=== 指示 A ===
レコードのうち、「Mark the white brick」を含む行からレコードの最後までを、その行も入れて一字も変えずに書き写してください。

=== 出典 ===
* * * * * * *

漫画家は、読む人の気持ちを満たすことのできる夢のある仕事です。世界中に日本の漫画が広がり、今や「日本の文化」と言われるようになってきました。そんな魅力的な漫画家にはどうやったらなれるのか、漫画家の収入やアシスタントなど、気になることをご紹介していきます。
漫画家とは
漫画家とは、漫画作品の原作や絵を一から作り出す中心になる人です。連載を持っている漫画家などは全ての工程を一人で行うのは難しいため、作画の補助はアシスタントが行ない、ストーリーの構成や人物像などは担当の編集者と話し合って作っています。
なかには、作品の内容やセリフなど原作作成のみを行なう人もいて、その人たちのことを漫画原作者といいます。
漫画家の仕事内容
- 週刊連載の漫画家
- 書籍の漫画家
- 企業広告の漫画家
週刊連載を持っている漫画家は、毎週締め切りがあります。人気連載の漫画は特にハードなスケジュールです。毎週原稿が出来上がると、次の回に向けての制作に取り掛かります。ストーリー展開のためのネタを探し、構想を練り、絵コンテを作成します。その後アシスタントと協力して下描きやペン入れを行い、ベタ塗りやトーン処理を行い原稿を仕上げます。
これを毎週行なっている人気漫画家は、ハードすぎて体調を崩し連載を休むこともあるようです。ただ、週刊連載を持っているうちは職を失うことがない安心感があります。月間連載の場合もサイクルは同じですが、締め切りのペースが週刊連載よりも少ないです。
書籍用の漫画家は、もともとあるストーリーを漫画化にしたり、1コマや4コマの短いときなど様々な形があります。書籍の内容によって、どのような漫画を入れるか変わってきます。
最近では歴史を漫画で学べることもあって、需要が拡大してきています。歴史漫画の場合は時代考証が必要になるため、専門の知識などが必要になります。書籍用の漫画家は、自分の感覚や知識で描くのではなく、書籍の内容にあった漫画を描けないといけません。
企業広告の漫画家は、企業の宣伝になる漫画を描く人です。企業の広告は写真やイラストがメインでしたが、ベネッセコーポレーションの進研ゼミが、漫画を広告にして話題になったことがきっかけとなり、他企業でも使われるようになったといわれています。
このジャンルの漫画家は、企業の商品のイメージと何を伝えたいのかというコンセプトを、漫画で表現することが求められます。そのため、企業の意図を理解する力も必要になります。
漫画アシスタントの仕事内容
アシスタントは漫画家の助手です。そのため、キャラクターの顔などメインになる部分を描くことはほとんどありません。背景を描いたり効果線を入れたりします。漫画家の指示にも違いはありますが、具体的な仕事内容は以下の通りです。

* * * * * * *

=== 指示 B ===
漫画家についての記事によると、歴史漫画を描くときに専門の知識が必要になるのはなぜですか。

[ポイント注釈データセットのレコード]
* * * * * * *

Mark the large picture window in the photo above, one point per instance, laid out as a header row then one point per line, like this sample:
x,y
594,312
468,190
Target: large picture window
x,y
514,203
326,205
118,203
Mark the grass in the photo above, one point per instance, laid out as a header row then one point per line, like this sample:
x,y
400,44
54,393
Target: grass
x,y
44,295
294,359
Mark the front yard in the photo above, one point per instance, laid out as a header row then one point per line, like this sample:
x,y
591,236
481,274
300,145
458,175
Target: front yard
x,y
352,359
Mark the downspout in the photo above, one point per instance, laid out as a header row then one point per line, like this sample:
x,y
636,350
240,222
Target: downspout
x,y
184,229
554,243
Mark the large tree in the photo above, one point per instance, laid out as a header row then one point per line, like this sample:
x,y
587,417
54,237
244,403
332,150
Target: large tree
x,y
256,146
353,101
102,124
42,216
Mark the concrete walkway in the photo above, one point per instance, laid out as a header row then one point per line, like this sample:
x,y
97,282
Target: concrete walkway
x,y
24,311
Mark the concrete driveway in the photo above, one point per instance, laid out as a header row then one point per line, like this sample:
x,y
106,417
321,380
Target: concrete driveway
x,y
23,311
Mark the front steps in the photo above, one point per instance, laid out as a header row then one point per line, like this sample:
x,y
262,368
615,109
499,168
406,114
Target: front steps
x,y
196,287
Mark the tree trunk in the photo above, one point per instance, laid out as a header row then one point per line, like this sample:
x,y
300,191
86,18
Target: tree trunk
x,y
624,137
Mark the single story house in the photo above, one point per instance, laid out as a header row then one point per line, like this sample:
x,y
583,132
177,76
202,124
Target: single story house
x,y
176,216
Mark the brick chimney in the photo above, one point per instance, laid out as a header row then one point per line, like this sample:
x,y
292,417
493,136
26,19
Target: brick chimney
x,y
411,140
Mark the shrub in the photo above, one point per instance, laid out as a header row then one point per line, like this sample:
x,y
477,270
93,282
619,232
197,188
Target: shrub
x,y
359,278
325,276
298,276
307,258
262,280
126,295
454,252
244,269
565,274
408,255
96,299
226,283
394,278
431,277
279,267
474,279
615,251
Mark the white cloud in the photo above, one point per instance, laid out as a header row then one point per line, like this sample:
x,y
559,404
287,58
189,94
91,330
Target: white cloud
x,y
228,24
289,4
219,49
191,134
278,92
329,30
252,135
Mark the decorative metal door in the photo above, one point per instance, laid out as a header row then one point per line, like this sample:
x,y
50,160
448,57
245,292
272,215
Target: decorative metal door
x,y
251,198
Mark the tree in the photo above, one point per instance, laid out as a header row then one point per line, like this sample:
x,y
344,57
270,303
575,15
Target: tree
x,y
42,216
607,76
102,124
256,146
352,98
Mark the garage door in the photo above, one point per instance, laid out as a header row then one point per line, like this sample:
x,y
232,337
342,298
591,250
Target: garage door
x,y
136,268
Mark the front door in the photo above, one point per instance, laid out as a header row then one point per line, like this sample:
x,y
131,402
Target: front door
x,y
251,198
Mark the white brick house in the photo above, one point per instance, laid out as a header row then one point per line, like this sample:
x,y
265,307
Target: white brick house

* * * * * * *

=== 解答 A ===
Mark the white brick house in the photo above, one point per instance, laid out as a header row then one point per line, like this sample:
x,y
265,307
Target: white brick house

=== 解答 B ===
時代考証が必要になるからです。